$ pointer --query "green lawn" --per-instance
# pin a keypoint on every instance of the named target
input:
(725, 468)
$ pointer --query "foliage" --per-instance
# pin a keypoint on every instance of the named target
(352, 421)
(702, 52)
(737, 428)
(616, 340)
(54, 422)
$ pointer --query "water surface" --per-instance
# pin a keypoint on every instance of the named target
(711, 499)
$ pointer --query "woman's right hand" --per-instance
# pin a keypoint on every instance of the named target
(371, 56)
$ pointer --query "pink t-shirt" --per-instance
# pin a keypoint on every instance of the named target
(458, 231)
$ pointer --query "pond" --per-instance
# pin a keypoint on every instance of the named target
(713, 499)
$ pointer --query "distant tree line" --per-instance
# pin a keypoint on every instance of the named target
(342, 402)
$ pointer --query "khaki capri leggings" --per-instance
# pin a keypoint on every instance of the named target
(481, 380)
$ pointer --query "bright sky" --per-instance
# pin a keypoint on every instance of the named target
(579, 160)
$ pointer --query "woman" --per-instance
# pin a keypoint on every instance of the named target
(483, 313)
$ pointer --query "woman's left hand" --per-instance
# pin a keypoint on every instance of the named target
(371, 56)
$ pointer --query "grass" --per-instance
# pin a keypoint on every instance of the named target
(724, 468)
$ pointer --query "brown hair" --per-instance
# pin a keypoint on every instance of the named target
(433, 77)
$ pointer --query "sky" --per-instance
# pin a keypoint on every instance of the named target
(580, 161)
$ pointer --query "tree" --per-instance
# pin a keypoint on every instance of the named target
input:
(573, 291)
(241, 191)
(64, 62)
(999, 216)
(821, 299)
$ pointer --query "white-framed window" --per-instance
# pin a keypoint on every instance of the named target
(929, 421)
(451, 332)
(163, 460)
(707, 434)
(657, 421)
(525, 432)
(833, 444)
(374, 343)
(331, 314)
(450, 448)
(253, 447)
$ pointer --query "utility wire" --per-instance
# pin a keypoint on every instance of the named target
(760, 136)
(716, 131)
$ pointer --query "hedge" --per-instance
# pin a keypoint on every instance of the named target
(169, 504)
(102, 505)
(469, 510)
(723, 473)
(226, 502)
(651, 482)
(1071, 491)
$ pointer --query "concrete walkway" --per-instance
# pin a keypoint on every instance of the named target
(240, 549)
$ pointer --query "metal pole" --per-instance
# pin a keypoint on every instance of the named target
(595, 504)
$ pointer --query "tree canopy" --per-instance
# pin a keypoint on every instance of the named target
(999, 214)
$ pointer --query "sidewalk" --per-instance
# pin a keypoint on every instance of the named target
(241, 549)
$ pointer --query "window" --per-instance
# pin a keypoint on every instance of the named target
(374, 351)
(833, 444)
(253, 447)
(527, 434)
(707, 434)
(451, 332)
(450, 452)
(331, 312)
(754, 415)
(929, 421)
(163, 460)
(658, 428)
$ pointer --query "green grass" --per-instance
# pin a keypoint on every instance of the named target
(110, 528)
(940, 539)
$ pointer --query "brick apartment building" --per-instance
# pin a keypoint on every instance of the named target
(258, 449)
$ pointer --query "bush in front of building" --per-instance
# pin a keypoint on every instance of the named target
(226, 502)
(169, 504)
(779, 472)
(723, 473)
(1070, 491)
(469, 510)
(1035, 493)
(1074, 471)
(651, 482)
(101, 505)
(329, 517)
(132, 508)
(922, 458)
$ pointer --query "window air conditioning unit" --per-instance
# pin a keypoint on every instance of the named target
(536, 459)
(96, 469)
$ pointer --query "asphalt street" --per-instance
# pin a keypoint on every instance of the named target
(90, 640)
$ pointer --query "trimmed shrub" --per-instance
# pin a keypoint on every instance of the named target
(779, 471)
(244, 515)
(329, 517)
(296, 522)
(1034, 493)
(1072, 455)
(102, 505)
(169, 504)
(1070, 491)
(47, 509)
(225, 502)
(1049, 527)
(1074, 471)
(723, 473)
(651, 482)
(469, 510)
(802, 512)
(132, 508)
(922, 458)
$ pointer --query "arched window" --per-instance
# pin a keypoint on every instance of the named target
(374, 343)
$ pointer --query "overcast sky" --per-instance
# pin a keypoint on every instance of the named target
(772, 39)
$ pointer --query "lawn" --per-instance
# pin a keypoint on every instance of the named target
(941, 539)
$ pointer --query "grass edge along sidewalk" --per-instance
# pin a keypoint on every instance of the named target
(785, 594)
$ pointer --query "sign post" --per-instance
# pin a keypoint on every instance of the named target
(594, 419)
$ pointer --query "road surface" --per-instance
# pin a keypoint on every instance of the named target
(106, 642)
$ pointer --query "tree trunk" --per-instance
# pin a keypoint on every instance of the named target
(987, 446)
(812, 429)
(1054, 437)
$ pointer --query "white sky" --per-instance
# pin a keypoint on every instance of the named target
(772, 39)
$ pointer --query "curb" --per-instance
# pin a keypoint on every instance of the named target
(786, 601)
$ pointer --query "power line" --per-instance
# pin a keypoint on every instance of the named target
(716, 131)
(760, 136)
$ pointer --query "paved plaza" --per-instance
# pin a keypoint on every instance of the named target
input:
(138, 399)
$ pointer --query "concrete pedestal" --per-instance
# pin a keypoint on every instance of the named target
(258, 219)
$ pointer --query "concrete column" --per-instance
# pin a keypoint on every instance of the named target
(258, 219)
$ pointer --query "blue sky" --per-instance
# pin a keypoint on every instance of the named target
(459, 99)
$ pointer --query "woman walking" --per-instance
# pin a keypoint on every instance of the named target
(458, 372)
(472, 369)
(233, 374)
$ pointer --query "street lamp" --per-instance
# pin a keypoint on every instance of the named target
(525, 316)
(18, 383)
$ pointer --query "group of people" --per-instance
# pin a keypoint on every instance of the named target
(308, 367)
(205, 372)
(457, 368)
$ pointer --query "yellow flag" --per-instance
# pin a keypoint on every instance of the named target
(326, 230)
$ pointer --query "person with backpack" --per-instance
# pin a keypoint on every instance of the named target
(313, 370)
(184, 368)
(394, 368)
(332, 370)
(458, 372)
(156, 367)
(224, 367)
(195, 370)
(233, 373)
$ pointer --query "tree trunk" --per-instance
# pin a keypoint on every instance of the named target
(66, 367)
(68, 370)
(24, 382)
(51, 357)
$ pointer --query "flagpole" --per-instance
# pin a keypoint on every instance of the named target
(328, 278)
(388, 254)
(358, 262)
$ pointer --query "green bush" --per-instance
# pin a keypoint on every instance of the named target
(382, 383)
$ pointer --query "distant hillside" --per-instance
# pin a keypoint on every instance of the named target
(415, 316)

****************************************

→ EXERCISE OBJECTIVE
Return all of the material exactly as written, from the first line through the last.

→ YOUR SOLUTION
$ pointer --query "green lawn" --per-instance
# pin a keypoint on every instance of the named target
input:
(725, 468)
$ pointer --query "foliage" --per-instance
# pin a keypoint on every instance of the named target
(352, 421)
(702, 52)
(737, 428)
(616, 340)
(54, 422)
$ pointer --query "water surface" --per-instance
# pin a keypoint on every instance of the named target
(711, 499)
$ pointer --query "woman's right hand" --per-instance
# pin a keypoint on every instance of the named target
(371, 56)
$ pointer --query "pink t-shirt" --per-instance
# pin a keypoint on every instance of the named target
(458, 231)
$ pointer --query "pond" --per-instance
# pin a keypoint on every instance of the named target
(713, 499)
$ pointer --query "distant tree line" --per-instance
# pin a keypoint on every instance of the named target
(342, 402)
$ pointer --query "khaki capri leggings" --per-instance
# pin a keypoint on every instance of the named target
(481, 380)
$ pointer --query "bright sky" --per-instance
# pin a keypoint on every instance of the named target
(579, 160)
$ pointer --query "woman" --per-instance
# pin a keypoint on every instance of the named target
(483, 313)
$ pointer --query "woman's left hand" --per-instance
# pin a keypoint on every instance of the named target
(371, 56)
$ pointer --query "grass" --per-instance
# pin a keypoint on every instance of the named target
(724, 468)
$ pointer --query "brown hair" --per-instance
# pin a keypoint on every instance of the named target
(433, 77)
$ pointer --query "sky" --per-instance
# pin a keypoint on every instance of the named target
(580, 161)
$ pointer --query "tree" --per-instance
# pin a keypoint on every instance of the named target
input:
(573, 291)
(241, 191)
(64, 62)
(999, 216)
(821, 299)
$ pointer --query "white-framed window" --per-instance
# pin a keypoint on every instance of the named target
(929, 421)
(451, 332)
(163, 460)
(707, 434)
(657, 421)
(525, 432)
(833, 444)
(374, 343)
(331, 314)
(450, 448)
(253, 447)
$ pointer --query "utility wire" --per-instance
# pin a keypoint on every instance of the named target
(760, 136)
(716, 131)
$ pointer --query "hedge" --per-instance
# pin a keypoint on every instance of the named target
(169, 504)
(102, 505)
(469, 510)
(723, 473)
(226, 502)
(651, 482)
(1071, 491)
$ pointer --query "concrete walkway" --per-instance
# pin a keypoint on every instance of the named target
(240, 549)
$ pointer --query "metal pole" --per-instance
# pin a keypoint on every instance of the named target
(595, 504)
$ pointer --query "tree canopy" --per-instance
# pin a keypoint on every instance of the named target
(999, 214)
$ pointer --query "sidewalk" --per-instance
# pin a keypoint on every instance of the named target
(241, 549)
$ pointer --query "window" --per-instance
# pin a keypoint on every instance of the named target
(374, 351)
(833, 444)
(253, 447)
(527, 434)
(707, 434)
(451, 332)
(450, 452)
(331, 312)
(754, 415)
(929, 421)
(163, 460)
(658, 428)
$ pointer --query "green grass" --per-instance
# pin a keypoint on every instance of the named target
(110, 528)
(940, 539)
$ pointer --query "brick apartment building" --per-instance
# pin a keypoint on every instance of the named target
(258, 449)
$ pointer --query "bush in front of building" --per-instance
# pin a keypoint on every instance of the named target
(226, 502)
(169, 504)
(779, 472)
(723, 473)
(1070, 491)
(469, 510)
(1035, 493)
(1074, 471)
(651, 482)
(101, 505)
(329, 517)
(132, 508)
(922, 458)
$ pointer --query "window air conditioning unit" --per-instance
# pin a keypoint on every instance of the named target
(536, 459)
(96, 469)
$ pointer --query "asphalt street" --per-instance
# pin a keypoint on every instance of the named target
(90, 640)
$ pointer --query "trimmed shrub" --per-instance
# pin a keypoint on every instance of the named target
(779, 471)
(244, 515)
(329, 517)
(296, 522)
(1034, 493)
(1072, 455)
(102, 505)
(169, 504)
(1070, 491)
(47, 509)
(225, 502)
(1049, 527)
(1074, 471)
(723, 473)
(651, 482)
(469, 510)
(802, 512)
(132, 508)
(922, 458)
$ pointer --query "arched window" --per-instance
# pin a keypoint on every instance of the named target
(374, 343)
$ pointer --query "overcast sky" --per-instance
# pin a keypoint on every instance of the named target
(772, 39)
$ pointer --query "lawn" --per-instance
# pin a keypoint on every instance of the named target
(941, 539)
$ pointer --query "grass edge along sidewalk" --per-instance
# pin a keypoint on every instance of the named target
(785, 594)
$ pointer --query "sign post" --per-instance
# pin a keypoint on every instance of the named target
(594, 419)
$ pointer --query "road surface" --per-instance
# pin a keypoint on every instance of the named target
(106, 642)
$ pointer --query "tree trunk" --per-instance
# pin a keypoint on every instance of the named target
(987, 446)
(812, 429)
(1054, 437)
$ pointer --query "white sky" --per-instance
# pin a keypoint on every instance of the named target
(772, 39)
$ pointer --query "curb" --per-instance
# pin a keypoint on every instance of the named target
(786, 601)
$ pointer --query "power line" --per-instance
# pin a keypoint on every instance of the named target
(716, 131)
(760, 136)
$ pointer --query "paved plaza" --per-instance
# pin a keypoint on every instance of the named target
input:
(138, 399)
$ pointer --query "concrete pedestal" --per-instance
# pin a keypoint on every instance of the named target
(258, 219)
$ pointer --query "concrete column" --per-instance
# pin a keypoint on every instance of the named target
(258, 219)
$ pointer --query "blue sky" --per-instance
# pin a keypoint on every instance of the named target
(459, 99)
$ pointer --query "woman walking" --per-instance
# pin a keypoint on every instance of the named target
(458, 372)
(472, 369)
(233, 374)
$ pointer --query "street lamp" --per-instance
# pin a keypoint on every instance of the named target
(525, 316)
(18, 383)
$ pointer --query "group of people" --per-instance
# pin a keypoint on every instance of the named target
(308, 367)
(205, 372)
(457, 368)
$ pointer --query "yellow flag" --per-instance
# pin a keypoint on every instance of the named target
(326, 230)
$ pointer --query "person with backpack" --per-instance
# pin a keypoint on every instance of the named target
(313, 370)
(184, 368)
(394, 368)
(332, 370)
(458, 372)
(156, 367)
(224, 367)
(195, 370)
(233, 373)
$ pointer --query "tree trunk" --per-instance
# pin a keypoint on every instance of the named target
(66, 367)
(68, 370)
(24, 382)
(51, 357)
$ pointer --query "flagpole" --per-instance
# pin a keypoint on every instance of the named target
(328, 278)
(388, 254)
(358, 262)
$ pointer --query "green bush" --per-instance
# pin a keypoint on every instance of the named target
(382, 383)
$ pointer --query "distant hillside" --per-instance
# pin a keypoint on every instance of the named target
(415, 316)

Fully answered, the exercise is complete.